:: RECORDS SUPPLIED ::

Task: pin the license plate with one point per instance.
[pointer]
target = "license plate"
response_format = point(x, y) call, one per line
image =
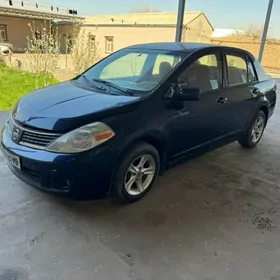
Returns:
point(12, 159)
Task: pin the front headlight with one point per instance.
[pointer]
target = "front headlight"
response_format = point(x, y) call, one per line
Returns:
point(82, 139)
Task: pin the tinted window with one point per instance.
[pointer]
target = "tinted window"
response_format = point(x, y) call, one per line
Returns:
point(129, 65)
point(205, 73)
point(133, 69)
point(164, 59)
point(237, 70)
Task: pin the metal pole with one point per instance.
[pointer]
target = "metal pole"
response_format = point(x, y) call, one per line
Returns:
point(180, 20)
point(265, 29)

:: WHAT THE TASK REQUIRES ::
Across the whole listing, show each line where the word "instance" occurs.

:: TASK SOLUTION ::
Task: pin the license plate with one point per instance.
Task: pin the front headlight with one point per instance.
Task: pin the tinted window with one point per instance.
Task: pin the metal pole with one point per instance.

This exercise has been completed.